## MATERIAL FOR THIS TASK:

↓

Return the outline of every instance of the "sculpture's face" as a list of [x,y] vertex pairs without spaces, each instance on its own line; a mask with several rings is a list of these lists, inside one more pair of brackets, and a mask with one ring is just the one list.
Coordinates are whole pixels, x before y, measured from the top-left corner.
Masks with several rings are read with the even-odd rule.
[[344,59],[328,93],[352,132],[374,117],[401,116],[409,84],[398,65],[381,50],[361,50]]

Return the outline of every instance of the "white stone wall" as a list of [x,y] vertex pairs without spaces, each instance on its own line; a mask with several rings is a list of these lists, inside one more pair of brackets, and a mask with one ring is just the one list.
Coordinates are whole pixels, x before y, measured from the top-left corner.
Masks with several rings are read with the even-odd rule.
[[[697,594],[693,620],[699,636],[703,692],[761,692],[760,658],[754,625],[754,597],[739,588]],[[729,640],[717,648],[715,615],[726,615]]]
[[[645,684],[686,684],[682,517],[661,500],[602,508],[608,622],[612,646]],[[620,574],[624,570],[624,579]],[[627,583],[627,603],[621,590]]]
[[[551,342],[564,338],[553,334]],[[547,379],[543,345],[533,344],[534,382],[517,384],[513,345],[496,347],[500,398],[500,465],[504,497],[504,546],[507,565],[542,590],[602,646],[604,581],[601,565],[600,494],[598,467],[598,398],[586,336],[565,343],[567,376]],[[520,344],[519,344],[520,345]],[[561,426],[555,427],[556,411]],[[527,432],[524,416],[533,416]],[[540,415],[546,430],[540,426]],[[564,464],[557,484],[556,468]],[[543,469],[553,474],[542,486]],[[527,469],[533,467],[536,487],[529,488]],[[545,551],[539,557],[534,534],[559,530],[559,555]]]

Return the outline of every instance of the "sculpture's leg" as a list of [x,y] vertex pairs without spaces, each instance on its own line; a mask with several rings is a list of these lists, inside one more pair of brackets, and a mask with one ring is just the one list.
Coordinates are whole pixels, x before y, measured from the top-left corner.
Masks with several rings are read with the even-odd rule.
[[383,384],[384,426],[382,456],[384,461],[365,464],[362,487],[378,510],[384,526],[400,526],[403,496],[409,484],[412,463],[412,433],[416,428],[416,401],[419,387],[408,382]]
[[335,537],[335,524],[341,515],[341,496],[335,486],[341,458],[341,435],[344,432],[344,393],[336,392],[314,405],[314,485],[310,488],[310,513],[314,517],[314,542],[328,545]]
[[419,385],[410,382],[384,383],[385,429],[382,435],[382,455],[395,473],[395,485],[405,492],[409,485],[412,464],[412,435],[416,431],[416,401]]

↑

## TASK STATEMENT:
Repeat every line of the data, exactly and in full.

## CORRECT ANSWER:
Return the outline of every instance of the "sculpture's face" as a list of [x,y] vertex pairs without spaces, each instance on its own line; a mask with several rings is a list of these lists, inside one more pair of brackets, and a mask with one ring is just the one list.
Coordinates are whole pixels, x before y, measured from the top-left corner.
Masks with several rings are read with the even-odd rule.
[[344,59],[328,93],[352,132],[374,117],[401,116],[409,84],[398,65],[381,50],[361,50]]

Return the outline of every instance of the "white stone wall" as a list of [x,y] vertex pairs without spaces, each instance on its own line; a mask with several rings is a list of these lists, inside one more pair of brackets, and a mask with one ring is just the one list.
Coordinates are whole pixels, x before y, measured from the top-left corner.
Masks with several rings are read with the even-odd rule.
[[[697,594],[693,620],[699,636],[703,692],[761,692],[760,658],[754,625],[754,597],[739,588]],[[729,640],[717,648],[715,615],[726,615]]]
[[[645,684],[686,684],[682,517],[661,500],[602,508],[608,622],[612,646]],[[620,574],[624,570],[624,579]],[[627,583],[627,603],[621,590]]]
[[[551,342],[564,338],[553,334]],[[547,379],[543,345],[533,344],[534,382],[517,384],[513,345],[496,347],[500,398],[500,465],[504,497],[504,546],[507,565],[542,590],[602,646],[604,581],[601,565],[600,494],[598,467],[598,398],[586,336],[565,343],[567,376]],[[520,344],[519,344],[520,345]],[[561,426],[555,427],[556,411]],[[527,432],[524,416],[533,416]],[[540,415],[546,430],[540,426]],[[564,464],[557,484],[556,468]],[[543,469],[553,474],[542,486]],[[527,469],[533,467],[536,487],[529,488]],[[545,551],[539,557],[534,534],[559,530],[559,555]]]

Return the outline of every instance of the "sculpture's leg" as a list of [x,y] vertex pairs without spaces, each instance on its own line; a mask with several rings is a list of these lists, inside one more pair of brackets, and a mask with one ring is just the one list.
Coordinates are whole pixels, x before y, measured from the top-left corner.
Masks with several rings are read with the even-odd rule.
[[383,384],[384,426],[382,456],[384,461],[365,464],[362,487],[378,510],[384,526],[400,526],[403,496],[409,484],[412,463],[412,433],[416,428],[416,401],[419,387],[408,382]]
[[335,537],[335,524],[341,515],[341,496],[335,486],[341,458],[341,435],[344,432],[344,393],[336,392],[314,405],[314,485],[310,488],[310,513],[314,517],[314,542],[328,545]]
[[419,385],[410,382],[384,383],[385,429],[382,435],[382,455],[395,473],[395,485],[405,492],[409,485],[412,464],[412,435],[416,431],[416,401]]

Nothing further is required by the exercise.